BEGIN EXCERPTED RECORDS

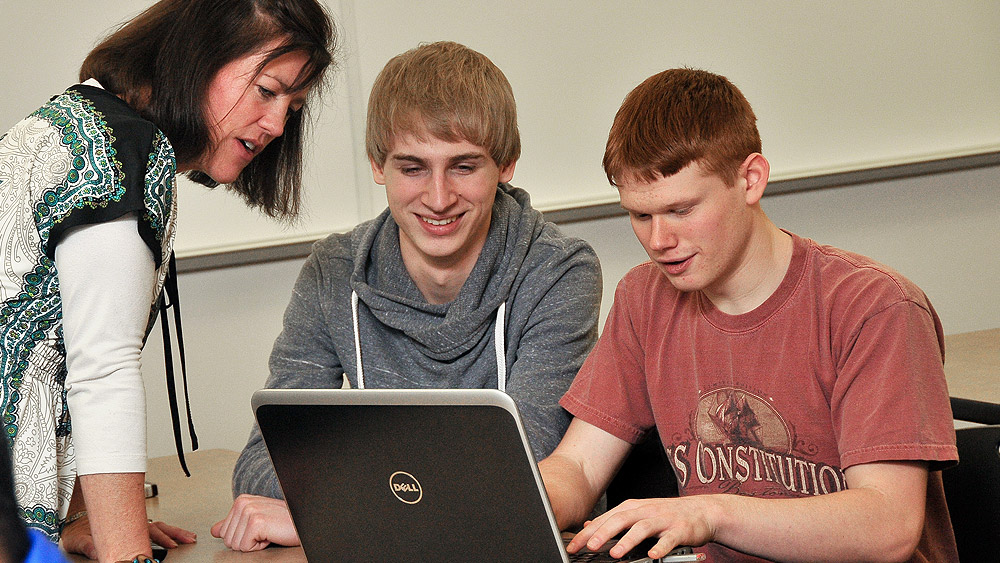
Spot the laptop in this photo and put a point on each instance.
(411, 475)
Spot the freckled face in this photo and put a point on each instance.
(246, 111)
(693, 226)
(441, 195)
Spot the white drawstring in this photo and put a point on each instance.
(498, 341)
(357, 340)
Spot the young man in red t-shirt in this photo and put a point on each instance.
(798, 389)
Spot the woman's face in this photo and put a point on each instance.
(245, 111)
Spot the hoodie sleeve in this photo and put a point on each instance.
(559, 332)
(303, 357)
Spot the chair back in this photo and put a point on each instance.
(646, 473)
(972, 488)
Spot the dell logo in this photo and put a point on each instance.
(405, 487)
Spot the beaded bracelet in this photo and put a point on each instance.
(73, 518)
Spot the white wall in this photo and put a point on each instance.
(942, 231)
(835, 85)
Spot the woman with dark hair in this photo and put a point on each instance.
(216, 90)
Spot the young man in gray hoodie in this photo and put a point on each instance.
(459, 283)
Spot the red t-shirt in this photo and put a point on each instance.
(841, 365)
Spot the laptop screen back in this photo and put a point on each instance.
(411, 475)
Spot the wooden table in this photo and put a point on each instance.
(196, 503)
(972, 366)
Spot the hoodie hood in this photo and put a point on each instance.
(445, 332)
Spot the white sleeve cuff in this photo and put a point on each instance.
(106, 280)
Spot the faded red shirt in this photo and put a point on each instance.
(842, 365)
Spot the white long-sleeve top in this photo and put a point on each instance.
(106, 275)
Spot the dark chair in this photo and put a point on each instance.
(646, 473)
(972, 488)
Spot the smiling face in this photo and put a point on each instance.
(441, 195)
(694, 227)
(246, 111)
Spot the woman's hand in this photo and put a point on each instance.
(77, 537)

END EXCERPTED RECORDS

WORK TO BE COMPLETED: Copy all the material exactly; omit images.

SOLUTION FOR THIS EXERCISE:
Spot the laptop in this photo and put a point on each instance.
(411, 475)
Spot the freckled face in this photo and put a point on each instance.
(246, 111)
(693, 226)
(441, 195)
Spot the white drawstring in this photo and put a point on each instance.
(498, 341)
(357, 340)
Spot the young man in red t-shirt in this photo and put a point on each instance.
(798, 389)
Spot the woman's face in this photo and put a point on each instance.
(245, 111)
Spot the hoodie sleeve in this photo and put a point on each instance.
(559, 332)
(303, 357)
Spot the chair back in this photo and put a point on each instance.
(646, 473)
(972, 488)
Spot the dell logo in this photo and put a point on each instance.
(405, 487)
Spot the beaded bracelet in this photo and put a point on each instance.
(73, 518)
Spot the white wall in this photo and put a point on each instance.
(942, 231)
(835, 85)
Spot the woman with dark hair in this photo and put a point on each instance.
(216, 90)
Spot the young man in gray hoodie in this photo and put a point on each instance.
(459, 283)
Spot the red t-shirt in this photo and put a point on each instance.
(841, 365)
Spot the laptop screen back in this photo and put a point on each instance.
(411, 475)
Spot the wooden table in this photo and put a point on each instance.
(196, 503)
(972, 366)
Spot the hoodie hood in this photo and put a point on each instance.
(445, 332)
Spot the white sleeve cuff in this photo and put a point on each instance.
(106, 280)
Spot the faded red shirt in this photo and put a point on each instance.
(842, 365)
Spot the white long-sleeve top in this photo and put a point on each instance.
(106, 275)
Spot the dark chair in this photo and put a point on each instance.
(646, 473)
(972, 488)
Spot the smiling face in this photo and put a point on each instance.
(441, 195)
(694, 227)
(246, 111)
Spot the woman's hand in this photo and put a point on each instance.
(77, 537)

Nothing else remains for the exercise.